_Description of the task_
Render the records below as a Markdown table with the columns Row and Line. Give each line its own numbered row and leave out blank lines.

_Material supplied_
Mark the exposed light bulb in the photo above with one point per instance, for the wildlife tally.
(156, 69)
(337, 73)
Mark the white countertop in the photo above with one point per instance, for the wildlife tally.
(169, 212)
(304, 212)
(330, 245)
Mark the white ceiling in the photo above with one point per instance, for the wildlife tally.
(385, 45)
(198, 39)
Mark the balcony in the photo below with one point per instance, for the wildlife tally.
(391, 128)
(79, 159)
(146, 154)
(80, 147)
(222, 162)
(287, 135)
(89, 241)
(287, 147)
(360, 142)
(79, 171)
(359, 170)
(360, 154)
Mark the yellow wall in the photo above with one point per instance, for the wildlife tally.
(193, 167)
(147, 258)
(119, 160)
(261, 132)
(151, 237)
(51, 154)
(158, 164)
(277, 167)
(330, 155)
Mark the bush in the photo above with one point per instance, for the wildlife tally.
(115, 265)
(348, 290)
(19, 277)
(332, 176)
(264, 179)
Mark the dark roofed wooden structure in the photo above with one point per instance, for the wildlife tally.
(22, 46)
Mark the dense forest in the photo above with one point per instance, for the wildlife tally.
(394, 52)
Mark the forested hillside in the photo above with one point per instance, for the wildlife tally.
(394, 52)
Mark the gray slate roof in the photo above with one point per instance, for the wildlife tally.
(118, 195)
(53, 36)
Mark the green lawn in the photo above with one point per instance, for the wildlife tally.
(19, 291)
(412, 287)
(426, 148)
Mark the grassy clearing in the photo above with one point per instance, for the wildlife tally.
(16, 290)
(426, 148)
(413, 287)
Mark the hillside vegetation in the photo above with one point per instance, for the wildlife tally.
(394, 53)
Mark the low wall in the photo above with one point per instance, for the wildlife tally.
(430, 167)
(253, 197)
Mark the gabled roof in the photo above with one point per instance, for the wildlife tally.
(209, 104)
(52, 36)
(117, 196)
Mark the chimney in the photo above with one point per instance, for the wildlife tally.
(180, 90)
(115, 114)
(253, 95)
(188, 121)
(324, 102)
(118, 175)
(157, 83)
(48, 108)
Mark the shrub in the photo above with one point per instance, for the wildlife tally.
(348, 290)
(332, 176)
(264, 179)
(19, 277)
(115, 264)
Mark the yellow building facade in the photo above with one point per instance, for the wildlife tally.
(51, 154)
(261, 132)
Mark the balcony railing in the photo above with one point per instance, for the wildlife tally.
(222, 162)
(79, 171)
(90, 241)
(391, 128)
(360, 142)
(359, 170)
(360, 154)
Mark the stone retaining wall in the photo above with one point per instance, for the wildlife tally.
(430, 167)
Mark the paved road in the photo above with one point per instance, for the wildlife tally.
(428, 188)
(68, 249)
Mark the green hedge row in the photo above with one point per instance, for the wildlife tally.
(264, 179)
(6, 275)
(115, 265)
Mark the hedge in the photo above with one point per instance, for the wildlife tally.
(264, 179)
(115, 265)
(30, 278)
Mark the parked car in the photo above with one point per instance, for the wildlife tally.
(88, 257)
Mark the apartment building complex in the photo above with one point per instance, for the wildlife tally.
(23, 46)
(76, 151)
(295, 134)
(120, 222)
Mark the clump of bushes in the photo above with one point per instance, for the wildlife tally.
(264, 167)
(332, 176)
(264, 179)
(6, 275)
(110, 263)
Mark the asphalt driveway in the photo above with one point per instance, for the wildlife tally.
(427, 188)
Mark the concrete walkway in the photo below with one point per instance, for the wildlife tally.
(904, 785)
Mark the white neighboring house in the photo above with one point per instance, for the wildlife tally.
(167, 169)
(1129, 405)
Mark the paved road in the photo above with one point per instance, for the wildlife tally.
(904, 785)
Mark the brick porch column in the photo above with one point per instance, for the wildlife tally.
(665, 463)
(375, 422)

_Output for this task_
| Row | Line |
|---|---|
| 1 | Mark the exposed light bulb in the photo above with one point per instance, for the wildlife tally. |
| 2 | (156, 69) |
| 3 | (337, 73) |
| 4 | Mark the white countertop in the photo above with one point per instance, for the wildlife tally. |
| 5 | (169, 212) |
| 6 | (304, 212) |
| 7 | (330, 245) |
| 8 | Mark the white ceiling in the photo above with one point per instance, for the wildlife tally. |
| 9 | (385, 45) |
| 10 | (198, 39) |
| 11 | Mark the balcony in the photo below with one point per instance, for the wildlife tally. |
| 12 | (391, 128) |
| 13 | (79, 159) |
| 14 | (146, 154) |
| 15 | (80, 147) |
| 16 | (222, 162) |
| 17 | (287, 135) |
| 18 | (89, 241) |
| 19 | (287, 147) |
| 20 | (360, 142) |
| 21 | (79, 171) |
| 22 | (359, 170) |
| 23 | (360, 154) |
| 24 | Mark the yellow wall in the photo above with one point per instance, for the wildlife tally. |
| 25 | (193, 167) |
| 26 | (147, 258) |
| 27 | (119, 160) |
| 28 | (261, 132) |
| 29 | (151, 237) |
| 30 | (51, 154) |
| 31 | (158, 164) |
| 32 | (277, 167) |
| 33 | (330, 155) |
| 34 | Mark the bush in the photo above with one point per instance, for the wildlife tally. |
| 35 | (115, 265) |
| 36 | (348, 290) |
| 37 | (19, 277) |
| 38 | (332, 176) |
| 39 | (264, 179) |
| 40 | Mark the dark roofed wooden structure in the photo above with one point per instance, for the wildlife tally. |
| 41 | (22, 46) |
| 42 | Mark the dense forest in the photo above with one point per instance, for the wildlife tally. |
| 43 | (394, 52) |
| 44 | Mark the forested hillside in the photo above with one point per instance, for the wildlife tally. |
| 45 | (394, 52) |
| 46 | Mark the gray slate roof in the photo above with one point per instance, for the wildlife tally. |
| 47 | (118, 195) |
| 48 | (53, 36) |
| 49 | Mark the green lawn in the photo above with one point per instance, for the wildlife tally. |
| 50 | (19, 291) |
| 51 | (412, 287) |
| 52 | (426, 148) |
| 53 | Mark the grassy clearing in the photo above with one point per instance, for the wildlife tally. |
| 54 | (16, 290) |
| 55 | (426, 148) |
| 56 | (413, 287) |
| 57 | Mark the hillside vegetation in the photo above with one point per instance, for the wildlife tally. |
| 58 | (394, 53) |
| 59 | Mark the low wall in the photo above with one point per instance, for the wildlife tally. |
| 60 | (430, 167) |
| 61 | (253, 197) |
| 62 | Mark the gabled roof in the photo above with one point per instance, for the wildlife tally. |
| 63 | (209, 104) |
| 64 | (52, 36) |
| 65 | (117, 196) |
| 66 | Mark the chimney in the photo above with one point per instance, for the wildlife tally. |
| 67 | (180, 90) |
| 68 | (115, 114) |
| 69 | (253, 95) |
| 70 | (188, 121) |
| 71 | (324, 102) |
| 72 | (118, 175) |
| 73 | (157, 83) |
| 74 | (48, 108) |
| 75 | Mark the shrub in the photo above with one point per instance, for the wildlife tally. |
| 76 | (348, 290) |
| 77 | (332, 176) |
| 78 | (264, 179) |
| 79 | (19, 277) |
| 80 | (115, 264) |
| 81 | Mark the yellow building facade in the photo above with one point per instance, for the wildlife tally. |
| 82 | (51, 154) |
| 83 | (261, 132) |
| 84 | Mark the balcony railing in the photo above with one point per instance, for the wildlife tally. |
| 85 | (222, 162) |
| 86 | (79, 171) |
| 87 | (90, 241) |
| 88 | (391, 128) |
| 89 | (360, 142) |
| 90 | (359, 170) |
| 91 | (360, 154) |
| 92 | Mark the stone retaining wall in the photo above with one point per instance, for the wildlife tally. |
| 93 | (430, 167) |
| 94 | Mark the paved road in the photo above with one point per instance, for the wildlife tally. |
| 95 | (428, 188) |
| 96 | (68, 249) |
| 97 | Mark the green hedge row in the photo above with one point per instance, for the wildlife tally. |
| 98 | (264, 179) |
| 99 | (6, 275) |
| 100 | (115, 265) |
| 101 | Mark the hedge in the photo above with one point per instance, for the wildlife tally. |
| 102 | (264, 179) |
| 103 | (115, 265) |
| 104 | (30, 278) |
| 105 | Mark the parked car in the photo above with one point per instance, for the wildlife tally. |
| 106 | (88, 257) |
| 107 | Mark the apartment building complex in the photo above with one point per instance, for the wildlife tally. |
| 108 | (23, 46) |
| 109 | (76, 151) |
| 110 | (295, 134) |
| 111 | (120, 222) |
| 112 | Mark the clump of bushes in the photo above with one point per instance, for the wildlife tally. |
| 113 | (264, 167) |
| 114 | (332, 176) |
| 115 | (264, 179) |
| 116 | (6, 275) |
| 117 | (110, 263) |
| 118 | Mark the asphalt driveway in the photo above with one point per instance, for the wildlife tally. |
| 119 | (427, 188) |
| 120 | Mark the concrete walkway in the photo below with one point per instance, for the wildlife tally. |
| 121 | (904, 785) |
| 122 | Mark the white neighboring house in the photo above with one point per instance, for the wildlife tally. |
| 123 | (167, 169) |
| 124 | (1129, 405) |
| 125 | Mark the paved road in the photo above with one point per instance, for the wildlife tally. |
| 126 | (904, 785) |
| 127 | Mark the brick porch column in the photo above with one point per instance, for the wildlife tally. |
| 128 | (665, 463) |
| 129 | (375, 422) |